Jorge Masvidal’s last title chance? Would heavyweights rival Conor McGregor’s buzz?


Jorge Masvidal doesn’t view his UFC 261 main event as his last shot at UFC gold, but only because he won’t allow himself to accept the possibility he’ll lose to champion Kamaru Usman.

“I feel like every fight, I have to win,” Masvidal told ESPN. “But no, I don’t feel like [this is his last title opportunity] at all. I just feel like I’m going to win this fight, and I’m going to continue to do bigger and better things before I close the chapter on this MMA thing.”

But what if the oddsmakers are right? Masvidal is currently a +310 underdog, according to Caesars Sportsbook by William Hill. If Masvidal, 36, loses, he’ll be 0-2 against Usman with several other elite contenders in the division ready to take shots of their own, or get their own rematches.

Speaking of rematches, if Robert Whittaker gets past Kelvin Gastelum in Saturday’s Fight Night main event, he’s expected to land his second shot at middleweight champ Israel Adesanya. Whittaker was stopped in the second round of their fight in 2019, but since then he has beaten top contenders in Darren Till and Jared Cannonier. Would Whittaker be a more dangerous opponent for Adesanya the second time around?

▶ _Short exercise 1_
Return the stretch of the Masvidal article from "Jorge Masvidal doesn’t" through "their own rematches.", copied word for word.

▶ _Supplied data_
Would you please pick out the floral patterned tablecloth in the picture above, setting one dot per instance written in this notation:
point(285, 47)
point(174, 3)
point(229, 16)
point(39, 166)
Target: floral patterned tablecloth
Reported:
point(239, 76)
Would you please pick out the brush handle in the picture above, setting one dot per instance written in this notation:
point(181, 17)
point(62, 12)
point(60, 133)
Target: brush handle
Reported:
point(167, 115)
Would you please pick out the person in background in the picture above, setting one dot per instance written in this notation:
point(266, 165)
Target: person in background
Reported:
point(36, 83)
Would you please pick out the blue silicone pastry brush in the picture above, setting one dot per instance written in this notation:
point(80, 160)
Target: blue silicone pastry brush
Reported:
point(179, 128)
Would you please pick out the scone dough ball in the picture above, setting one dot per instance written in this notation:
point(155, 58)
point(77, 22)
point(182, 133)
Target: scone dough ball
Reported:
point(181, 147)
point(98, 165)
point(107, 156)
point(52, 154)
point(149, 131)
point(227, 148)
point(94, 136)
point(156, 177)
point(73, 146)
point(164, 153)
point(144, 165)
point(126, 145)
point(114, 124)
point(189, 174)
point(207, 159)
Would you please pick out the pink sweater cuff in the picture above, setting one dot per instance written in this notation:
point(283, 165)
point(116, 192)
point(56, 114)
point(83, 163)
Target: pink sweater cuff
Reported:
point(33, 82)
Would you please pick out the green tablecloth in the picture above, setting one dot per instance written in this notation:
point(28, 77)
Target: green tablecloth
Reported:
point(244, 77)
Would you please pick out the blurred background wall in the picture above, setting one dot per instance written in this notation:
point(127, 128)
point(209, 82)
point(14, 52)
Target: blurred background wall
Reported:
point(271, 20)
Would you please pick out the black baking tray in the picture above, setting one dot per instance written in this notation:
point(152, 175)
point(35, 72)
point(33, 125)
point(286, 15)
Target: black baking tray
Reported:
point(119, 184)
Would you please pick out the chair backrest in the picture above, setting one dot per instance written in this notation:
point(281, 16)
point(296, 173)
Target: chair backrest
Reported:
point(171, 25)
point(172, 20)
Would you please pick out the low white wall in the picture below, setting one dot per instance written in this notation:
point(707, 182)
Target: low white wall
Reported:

▶ _Short exercise 2_
Rename "baking tray" to "sheet pan" in the listing, covering the stretch from the line containing "Would you please pick out the blurred" through the line containing "point(119, 184)". Give back only those lines, with nothing else altered.

▶ _Answer 1_
Jorge Masvidal doesn’t view his UFC 261 main event as his last shot at UFC gold, but only because he won’t allow himself to accept the possibility he’ll lose to champion Kamaru Usman.

“I feel like every fight, I have to win,” Masvidal told ESPN. “But no, I don’t feel like [this is his last title opportunity] at all. I just feel like I’m going to win this fight, and I’m going to continue to do bigger and better things before I close the chapter on this MMA thing.”

But what if the oddsmakers are right? Masvidal is currently a +310 underdog, according to Caesars Sportsbook by William Hill. If Masvidal, 36, loses, he’ll be 0-2 against Usman with several other elite contenders in the division ready to take shots of their own, or get their own rematches.

▶ _Answer 2_
Would you please pick out the blurred background wall in the picture above, setting one dot per instance written in this notation:
point(127, 128)
point(209, 82)
point(14, 52)
Target: blurred background wall
Reported:
point(271, 20)
Would you please pick out the black sheet pan in the picture above, setting one dot per instance written in this notation:
point(152, 175)
point(35, 72)
point(33, 125)
point(286, 15)
Target: black sheet pan
Reported:
point(119, 184)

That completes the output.